═════ Provided records
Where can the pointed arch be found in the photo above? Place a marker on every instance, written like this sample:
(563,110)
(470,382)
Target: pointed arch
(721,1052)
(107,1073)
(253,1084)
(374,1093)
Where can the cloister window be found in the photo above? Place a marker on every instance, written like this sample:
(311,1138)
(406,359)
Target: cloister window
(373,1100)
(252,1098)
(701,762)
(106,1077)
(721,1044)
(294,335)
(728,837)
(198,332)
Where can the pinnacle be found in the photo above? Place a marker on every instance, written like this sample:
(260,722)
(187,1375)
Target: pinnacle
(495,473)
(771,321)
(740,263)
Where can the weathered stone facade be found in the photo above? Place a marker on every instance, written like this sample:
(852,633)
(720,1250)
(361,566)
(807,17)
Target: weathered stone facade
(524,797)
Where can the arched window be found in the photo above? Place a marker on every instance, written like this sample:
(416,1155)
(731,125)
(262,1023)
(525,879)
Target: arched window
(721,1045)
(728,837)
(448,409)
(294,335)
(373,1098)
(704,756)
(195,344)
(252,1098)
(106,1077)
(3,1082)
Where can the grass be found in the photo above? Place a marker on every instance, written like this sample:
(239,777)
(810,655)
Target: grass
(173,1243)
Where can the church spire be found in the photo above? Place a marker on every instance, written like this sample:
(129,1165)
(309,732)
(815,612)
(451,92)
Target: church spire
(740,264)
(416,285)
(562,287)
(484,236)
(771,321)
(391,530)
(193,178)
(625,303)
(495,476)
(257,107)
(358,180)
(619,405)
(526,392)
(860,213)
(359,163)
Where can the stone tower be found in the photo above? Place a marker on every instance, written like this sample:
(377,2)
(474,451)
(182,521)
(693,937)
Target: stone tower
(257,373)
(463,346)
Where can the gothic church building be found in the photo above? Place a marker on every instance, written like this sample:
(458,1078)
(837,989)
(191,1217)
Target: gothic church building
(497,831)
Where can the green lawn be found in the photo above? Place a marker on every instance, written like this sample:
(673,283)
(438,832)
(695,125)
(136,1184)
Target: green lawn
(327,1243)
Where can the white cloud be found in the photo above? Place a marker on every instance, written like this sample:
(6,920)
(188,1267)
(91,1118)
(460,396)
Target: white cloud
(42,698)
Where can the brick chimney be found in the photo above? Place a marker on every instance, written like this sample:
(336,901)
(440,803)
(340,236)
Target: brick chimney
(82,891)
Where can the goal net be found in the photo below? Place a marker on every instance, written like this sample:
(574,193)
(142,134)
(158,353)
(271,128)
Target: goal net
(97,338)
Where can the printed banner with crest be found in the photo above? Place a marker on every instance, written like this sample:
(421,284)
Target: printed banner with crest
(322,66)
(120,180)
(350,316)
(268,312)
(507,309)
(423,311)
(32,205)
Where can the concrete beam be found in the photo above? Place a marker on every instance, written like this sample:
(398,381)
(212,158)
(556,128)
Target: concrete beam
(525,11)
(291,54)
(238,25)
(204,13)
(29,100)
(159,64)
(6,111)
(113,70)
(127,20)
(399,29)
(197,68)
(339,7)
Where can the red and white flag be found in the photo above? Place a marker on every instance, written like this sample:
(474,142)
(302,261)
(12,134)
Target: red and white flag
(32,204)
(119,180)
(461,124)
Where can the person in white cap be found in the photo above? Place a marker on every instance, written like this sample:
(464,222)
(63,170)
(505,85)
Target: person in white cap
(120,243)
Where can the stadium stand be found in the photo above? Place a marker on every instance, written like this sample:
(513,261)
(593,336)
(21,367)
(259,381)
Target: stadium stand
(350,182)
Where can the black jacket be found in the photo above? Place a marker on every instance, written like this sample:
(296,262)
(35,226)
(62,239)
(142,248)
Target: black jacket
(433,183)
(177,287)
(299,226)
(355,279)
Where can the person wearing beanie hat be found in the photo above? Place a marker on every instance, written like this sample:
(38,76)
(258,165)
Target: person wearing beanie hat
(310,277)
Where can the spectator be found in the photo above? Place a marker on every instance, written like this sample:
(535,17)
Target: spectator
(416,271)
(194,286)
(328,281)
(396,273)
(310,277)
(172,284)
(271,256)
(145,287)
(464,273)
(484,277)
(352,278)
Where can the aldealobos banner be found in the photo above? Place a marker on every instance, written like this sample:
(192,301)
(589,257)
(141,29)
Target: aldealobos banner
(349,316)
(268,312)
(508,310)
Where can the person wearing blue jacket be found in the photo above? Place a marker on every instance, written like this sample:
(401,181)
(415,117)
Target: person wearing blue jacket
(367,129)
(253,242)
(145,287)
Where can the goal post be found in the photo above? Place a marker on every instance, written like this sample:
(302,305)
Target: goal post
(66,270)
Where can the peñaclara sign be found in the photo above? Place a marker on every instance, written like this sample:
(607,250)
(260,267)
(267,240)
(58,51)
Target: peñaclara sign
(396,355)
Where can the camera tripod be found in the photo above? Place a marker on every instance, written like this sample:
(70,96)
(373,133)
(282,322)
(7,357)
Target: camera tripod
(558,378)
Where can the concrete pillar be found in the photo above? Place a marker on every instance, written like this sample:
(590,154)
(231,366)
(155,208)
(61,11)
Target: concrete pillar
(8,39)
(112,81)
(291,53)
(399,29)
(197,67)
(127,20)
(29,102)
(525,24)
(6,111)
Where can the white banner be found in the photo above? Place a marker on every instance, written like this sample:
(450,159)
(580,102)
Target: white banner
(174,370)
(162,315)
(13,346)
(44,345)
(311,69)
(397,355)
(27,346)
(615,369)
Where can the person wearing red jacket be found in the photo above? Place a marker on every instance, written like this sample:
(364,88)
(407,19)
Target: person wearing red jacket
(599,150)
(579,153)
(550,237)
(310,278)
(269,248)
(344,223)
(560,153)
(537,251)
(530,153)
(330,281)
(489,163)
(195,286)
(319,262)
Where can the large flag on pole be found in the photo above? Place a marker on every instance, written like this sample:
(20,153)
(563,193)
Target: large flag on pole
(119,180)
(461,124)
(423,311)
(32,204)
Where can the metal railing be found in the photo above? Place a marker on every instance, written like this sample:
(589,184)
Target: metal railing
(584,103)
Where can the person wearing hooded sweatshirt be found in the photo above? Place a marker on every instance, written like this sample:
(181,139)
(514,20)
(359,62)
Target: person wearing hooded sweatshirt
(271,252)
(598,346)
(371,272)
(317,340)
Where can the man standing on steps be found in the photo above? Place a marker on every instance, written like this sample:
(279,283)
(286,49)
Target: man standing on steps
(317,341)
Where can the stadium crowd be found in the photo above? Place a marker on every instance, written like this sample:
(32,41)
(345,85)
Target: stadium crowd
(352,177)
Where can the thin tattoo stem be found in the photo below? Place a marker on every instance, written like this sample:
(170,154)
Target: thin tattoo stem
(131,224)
══════════
» **What you have to do**
State how many lines in the records above contain the word "below". Write the number alone.

» **Task result**
2